Text provided:
────────────────
FutureDepth: Learning to Predict the Future Improves Video Depth Estimation¶

Conference: ECCV 2024
arXiv: 2403.12953
Code: None (Qualcomm AI Research)
Area: 3D Vision
Keywords: Video depth estimation, future prediction, masked auto-encoding, temporal consistency, multi-frame feature aggregation

TL;DR¶

This paper proposes FutureDepth, which injects implicit motion and scene features into the depth decoder via a Future Prediction Network (F-Net) to learn motion cues and a Reconstruction Network (R-Net) to learn multi-frame correspondences. It achieves state-of-the-art (SOTA) accuracy and temporal consistency on four datasets (NYUDv2, KITTI, DDAD, and Sintel), with inference efficiency significantly surpassing existing video depth estimation methods.

Background & Motivation¶

Background: Monocular depth estimation is highly mature, but it ignores continuous video frame information, which is almost always available in practical applications such as autonomous driving and AR/VR. Video depth estimation methods leverage multi-frame information to improve accuracy and temporal consistency.

Limitations of Prior Work: Cost volume-based methods incur massive computational and memory overheads. Autoregressive methods offer better efficiency but remain costly (e.g., MAMo requires optical flow estimation, attention, and online gradient computation, while NVDS requires pair-wise cross-attention for each source frame) and struggle to learn underlying dynamic motion and trajectory information.

Key Challenge: Existing video depth estimation methods either achieve high accuracy at the cost of heavy computation or offer high efficiency with limited accuracy. Moreover, they do not consider the joint depth prediction of consecutive frames, failing to effectively learn the underlying motion trajectories and spatial correspondences, which leads to sub-optimal temporal consistency.

Goal: How to enable the model to implicitly learn and utilize multi-frame motion and correspondence cues to significantly improve the accuracy and temporal consistency of video depth estimation while maintaining computational efficiency.
────────────────
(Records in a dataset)
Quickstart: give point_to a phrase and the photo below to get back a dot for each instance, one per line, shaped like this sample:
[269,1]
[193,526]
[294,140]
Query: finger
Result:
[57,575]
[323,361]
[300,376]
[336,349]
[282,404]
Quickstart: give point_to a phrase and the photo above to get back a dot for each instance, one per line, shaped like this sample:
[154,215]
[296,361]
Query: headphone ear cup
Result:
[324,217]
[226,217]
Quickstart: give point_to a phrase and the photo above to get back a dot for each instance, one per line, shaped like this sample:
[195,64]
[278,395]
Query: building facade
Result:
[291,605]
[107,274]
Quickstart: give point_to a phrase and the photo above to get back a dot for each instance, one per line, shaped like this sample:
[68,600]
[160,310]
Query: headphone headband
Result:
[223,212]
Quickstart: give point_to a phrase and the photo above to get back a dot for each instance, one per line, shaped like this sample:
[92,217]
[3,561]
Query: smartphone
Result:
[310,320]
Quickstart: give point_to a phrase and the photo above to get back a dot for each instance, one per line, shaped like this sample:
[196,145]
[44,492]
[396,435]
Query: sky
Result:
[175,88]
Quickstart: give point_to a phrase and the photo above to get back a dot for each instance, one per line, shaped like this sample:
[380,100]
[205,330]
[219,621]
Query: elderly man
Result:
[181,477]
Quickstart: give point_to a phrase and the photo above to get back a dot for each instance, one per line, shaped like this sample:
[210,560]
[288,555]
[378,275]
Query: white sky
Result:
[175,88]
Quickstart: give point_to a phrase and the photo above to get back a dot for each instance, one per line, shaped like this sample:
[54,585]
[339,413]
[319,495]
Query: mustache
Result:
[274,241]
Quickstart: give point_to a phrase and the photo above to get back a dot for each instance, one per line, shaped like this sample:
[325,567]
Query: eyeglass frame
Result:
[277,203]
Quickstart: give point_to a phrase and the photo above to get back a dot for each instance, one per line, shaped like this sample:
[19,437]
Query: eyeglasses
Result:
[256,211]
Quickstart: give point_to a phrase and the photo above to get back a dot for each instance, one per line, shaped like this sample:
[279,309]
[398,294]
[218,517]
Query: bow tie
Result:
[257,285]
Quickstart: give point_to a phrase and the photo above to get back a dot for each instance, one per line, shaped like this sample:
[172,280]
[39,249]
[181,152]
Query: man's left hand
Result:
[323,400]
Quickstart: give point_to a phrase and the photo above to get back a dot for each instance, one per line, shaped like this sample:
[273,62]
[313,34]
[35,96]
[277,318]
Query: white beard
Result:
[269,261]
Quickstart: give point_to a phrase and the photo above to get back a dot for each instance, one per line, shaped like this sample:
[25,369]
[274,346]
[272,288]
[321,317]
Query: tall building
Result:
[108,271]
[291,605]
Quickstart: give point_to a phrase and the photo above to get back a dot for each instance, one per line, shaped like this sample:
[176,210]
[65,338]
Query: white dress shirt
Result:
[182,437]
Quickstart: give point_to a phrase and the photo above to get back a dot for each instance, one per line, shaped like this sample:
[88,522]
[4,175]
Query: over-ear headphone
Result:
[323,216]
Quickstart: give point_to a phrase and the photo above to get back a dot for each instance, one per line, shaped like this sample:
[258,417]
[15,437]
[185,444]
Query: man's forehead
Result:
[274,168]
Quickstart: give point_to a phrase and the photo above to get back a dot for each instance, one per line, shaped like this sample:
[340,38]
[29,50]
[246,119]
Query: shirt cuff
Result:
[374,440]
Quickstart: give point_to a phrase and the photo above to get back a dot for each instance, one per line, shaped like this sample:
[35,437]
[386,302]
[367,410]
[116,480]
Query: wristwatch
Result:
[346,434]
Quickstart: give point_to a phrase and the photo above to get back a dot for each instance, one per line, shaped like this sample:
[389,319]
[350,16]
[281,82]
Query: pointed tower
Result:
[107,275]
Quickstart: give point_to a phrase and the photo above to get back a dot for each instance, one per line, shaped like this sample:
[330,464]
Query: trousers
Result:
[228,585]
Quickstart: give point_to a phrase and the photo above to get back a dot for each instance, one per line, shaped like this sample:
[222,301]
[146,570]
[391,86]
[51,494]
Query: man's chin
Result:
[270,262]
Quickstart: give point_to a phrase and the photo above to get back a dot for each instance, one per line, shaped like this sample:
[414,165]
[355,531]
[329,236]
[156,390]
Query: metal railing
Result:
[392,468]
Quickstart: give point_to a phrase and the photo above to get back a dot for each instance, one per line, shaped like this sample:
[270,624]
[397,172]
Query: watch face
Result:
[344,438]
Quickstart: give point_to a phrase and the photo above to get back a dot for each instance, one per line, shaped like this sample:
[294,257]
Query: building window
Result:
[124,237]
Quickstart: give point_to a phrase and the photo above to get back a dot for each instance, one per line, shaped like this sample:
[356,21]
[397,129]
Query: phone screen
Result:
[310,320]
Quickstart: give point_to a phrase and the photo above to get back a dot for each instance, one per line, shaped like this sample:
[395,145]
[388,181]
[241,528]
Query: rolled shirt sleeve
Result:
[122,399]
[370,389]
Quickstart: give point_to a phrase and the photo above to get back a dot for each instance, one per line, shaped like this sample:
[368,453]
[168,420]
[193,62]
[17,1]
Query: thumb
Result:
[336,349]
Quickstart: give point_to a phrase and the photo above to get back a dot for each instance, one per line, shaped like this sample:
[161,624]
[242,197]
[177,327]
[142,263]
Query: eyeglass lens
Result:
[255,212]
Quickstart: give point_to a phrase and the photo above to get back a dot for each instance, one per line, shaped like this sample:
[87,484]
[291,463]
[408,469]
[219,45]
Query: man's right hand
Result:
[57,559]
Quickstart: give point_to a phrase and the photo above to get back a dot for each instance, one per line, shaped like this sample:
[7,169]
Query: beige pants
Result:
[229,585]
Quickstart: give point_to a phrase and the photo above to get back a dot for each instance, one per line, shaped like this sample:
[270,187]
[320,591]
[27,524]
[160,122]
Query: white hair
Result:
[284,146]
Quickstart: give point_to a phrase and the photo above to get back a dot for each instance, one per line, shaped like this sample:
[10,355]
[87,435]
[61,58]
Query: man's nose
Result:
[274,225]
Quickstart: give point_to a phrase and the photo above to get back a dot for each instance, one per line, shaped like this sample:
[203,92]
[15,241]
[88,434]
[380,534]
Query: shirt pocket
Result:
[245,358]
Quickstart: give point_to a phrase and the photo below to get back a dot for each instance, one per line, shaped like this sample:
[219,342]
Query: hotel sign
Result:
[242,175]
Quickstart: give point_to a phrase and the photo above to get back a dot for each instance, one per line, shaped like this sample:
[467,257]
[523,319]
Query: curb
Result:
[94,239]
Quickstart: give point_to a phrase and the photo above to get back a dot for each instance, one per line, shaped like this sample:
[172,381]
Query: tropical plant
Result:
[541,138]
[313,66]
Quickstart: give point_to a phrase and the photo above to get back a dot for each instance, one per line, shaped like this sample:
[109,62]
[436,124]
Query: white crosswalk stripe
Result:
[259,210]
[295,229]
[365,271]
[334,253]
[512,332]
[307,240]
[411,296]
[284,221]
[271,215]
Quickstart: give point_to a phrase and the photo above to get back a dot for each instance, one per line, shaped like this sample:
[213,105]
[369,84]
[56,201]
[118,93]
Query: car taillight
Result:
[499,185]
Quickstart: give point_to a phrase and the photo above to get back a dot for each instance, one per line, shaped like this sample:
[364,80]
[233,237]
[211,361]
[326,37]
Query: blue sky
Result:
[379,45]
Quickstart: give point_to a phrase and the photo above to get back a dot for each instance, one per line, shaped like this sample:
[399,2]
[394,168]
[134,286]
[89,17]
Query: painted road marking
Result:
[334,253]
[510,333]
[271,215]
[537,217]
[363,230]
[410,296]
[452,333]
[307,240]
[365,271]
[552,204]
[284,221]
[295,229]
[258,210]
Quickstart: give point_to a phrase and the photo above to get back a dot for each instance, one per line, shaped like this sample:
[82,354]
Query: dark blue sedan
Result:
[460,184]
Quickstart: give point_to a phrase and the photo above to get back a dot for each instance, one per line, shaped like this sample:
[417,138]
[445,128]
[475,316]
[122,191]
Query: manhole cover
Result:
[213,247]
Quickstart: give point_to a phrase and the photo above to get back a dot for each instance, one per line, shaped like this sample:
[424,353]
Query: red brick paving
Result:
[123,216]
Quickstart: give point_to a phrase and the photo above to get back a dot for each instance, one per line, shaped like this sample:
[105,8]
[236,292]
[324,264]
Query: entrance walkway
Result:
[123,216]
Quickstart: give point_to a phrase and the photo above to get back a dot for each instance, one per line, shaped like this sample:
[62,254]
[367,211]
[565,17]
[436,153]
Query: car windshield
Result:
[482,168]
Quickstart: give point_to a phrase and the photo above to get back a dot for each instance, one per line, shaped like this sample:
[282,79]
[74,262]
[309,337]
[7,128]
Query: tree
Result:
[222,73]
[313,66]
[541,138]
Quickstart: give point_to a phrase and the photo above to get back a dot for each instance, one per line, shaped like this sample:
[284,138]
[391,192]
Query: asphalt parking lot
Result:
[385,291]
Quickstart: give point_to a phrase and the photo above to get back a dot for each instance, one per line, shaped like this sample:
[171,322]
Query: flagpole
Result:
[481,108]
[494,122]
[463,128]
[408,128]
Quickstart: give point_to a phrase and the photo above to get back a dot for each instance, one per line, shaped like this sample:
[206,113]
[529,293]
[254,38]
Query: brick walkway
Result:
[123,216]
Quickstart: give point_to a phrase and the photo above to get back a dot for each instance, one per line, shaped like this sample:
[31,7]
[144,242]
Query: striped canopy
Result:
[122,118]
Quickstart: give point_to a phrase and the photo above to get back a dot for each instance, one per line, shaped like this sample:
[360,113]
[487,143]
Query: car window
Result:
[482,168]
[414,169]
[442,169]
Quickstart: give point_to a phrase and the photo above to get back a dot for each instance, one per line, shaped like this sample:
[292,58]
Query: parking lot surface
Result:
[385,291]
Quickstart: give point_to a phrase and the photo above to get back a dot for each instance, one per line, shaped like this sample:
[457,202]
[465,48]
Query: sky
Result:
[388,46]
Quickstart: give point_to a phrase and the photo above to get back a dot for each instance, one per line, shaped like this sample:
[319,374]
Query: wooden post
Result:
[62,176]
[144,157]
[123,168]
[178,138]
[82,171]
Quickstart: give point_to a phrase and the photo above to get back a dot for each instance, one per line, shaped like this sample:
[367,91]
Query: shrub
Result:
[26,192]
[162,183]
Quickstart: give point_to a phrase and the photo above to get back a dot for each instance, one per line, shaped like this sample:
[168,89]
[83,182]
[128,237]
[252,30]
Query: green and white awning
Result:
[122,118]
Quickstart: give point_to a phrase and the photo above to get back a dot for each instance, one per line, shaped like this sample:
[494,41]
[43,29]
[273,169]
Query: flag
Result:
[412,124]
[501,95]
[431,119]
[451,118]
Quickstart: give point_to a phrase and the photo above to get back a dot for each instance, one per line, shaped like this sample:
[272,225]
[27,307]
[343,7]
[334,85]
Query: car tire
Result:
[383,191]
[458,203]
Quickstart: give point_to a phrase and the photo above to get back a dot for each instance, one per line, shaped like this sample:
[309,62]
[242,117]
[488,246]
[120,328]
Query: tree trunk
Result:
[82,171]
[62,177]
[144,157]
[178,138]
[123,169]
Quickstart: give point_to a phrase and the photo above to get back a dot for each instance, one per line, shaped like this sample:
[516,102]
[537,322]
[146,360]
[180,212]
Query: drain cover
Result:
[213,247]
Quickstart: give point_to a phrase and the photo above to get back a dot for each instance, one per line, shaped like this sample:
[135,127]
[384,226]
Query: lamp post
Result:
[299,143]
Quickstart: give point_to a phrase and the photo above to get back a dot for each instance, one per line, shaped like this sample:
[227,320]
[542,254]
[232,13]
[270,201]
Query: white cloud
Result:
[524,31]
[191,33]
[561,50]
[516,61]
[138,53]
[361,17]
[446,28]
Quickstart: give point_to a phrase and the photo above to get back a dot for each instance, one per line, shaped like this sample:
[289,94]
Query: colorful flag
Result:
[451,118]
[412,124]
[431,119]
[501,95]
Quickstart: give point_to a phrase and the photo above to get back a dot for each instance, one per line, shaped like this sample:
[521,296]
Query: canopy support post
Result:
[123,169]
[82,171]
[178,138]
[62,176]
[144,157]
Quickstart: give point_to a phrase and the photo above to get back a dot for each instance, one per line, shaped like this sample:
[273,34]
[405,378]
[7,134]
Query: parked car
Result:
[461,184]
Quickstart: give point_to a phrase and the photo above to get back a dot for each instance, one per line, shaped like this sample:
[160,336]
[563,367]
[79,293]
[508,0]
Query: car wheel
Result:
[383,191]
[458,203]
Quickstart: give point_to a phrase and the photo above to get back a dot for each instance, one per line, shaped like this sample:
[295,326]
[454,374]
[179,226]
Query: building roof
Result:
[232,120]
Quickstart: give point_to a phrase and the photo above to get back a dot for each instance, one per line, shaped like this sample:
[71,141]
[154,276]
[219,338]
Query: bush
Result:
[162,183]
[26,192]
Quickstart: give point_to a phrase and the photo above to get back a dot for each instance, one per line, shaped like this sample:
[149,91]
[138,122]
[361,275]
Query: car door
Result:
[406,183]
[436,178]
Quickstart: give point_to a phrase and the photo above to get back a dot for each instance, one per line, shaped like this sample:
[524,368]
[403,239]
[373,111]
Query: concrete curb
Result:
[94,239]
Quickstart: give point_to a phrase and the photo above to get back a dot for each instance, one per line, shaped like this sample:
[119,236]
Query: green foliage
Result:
────────────────
Task requirements:
Answer these questions from the FutureDepth paper summary:
1. At which conference does the paper appear?
2. On which four datasets does FutureDepth reach state-of-the-art accuracy and temporal consistency?
3. What does NVDS require for each source frame?

Written response:
1. ECCV 2024.
2. NYUDv2, KITTI, DDAD, and Sintel.
3. Pair-wise cross-attention.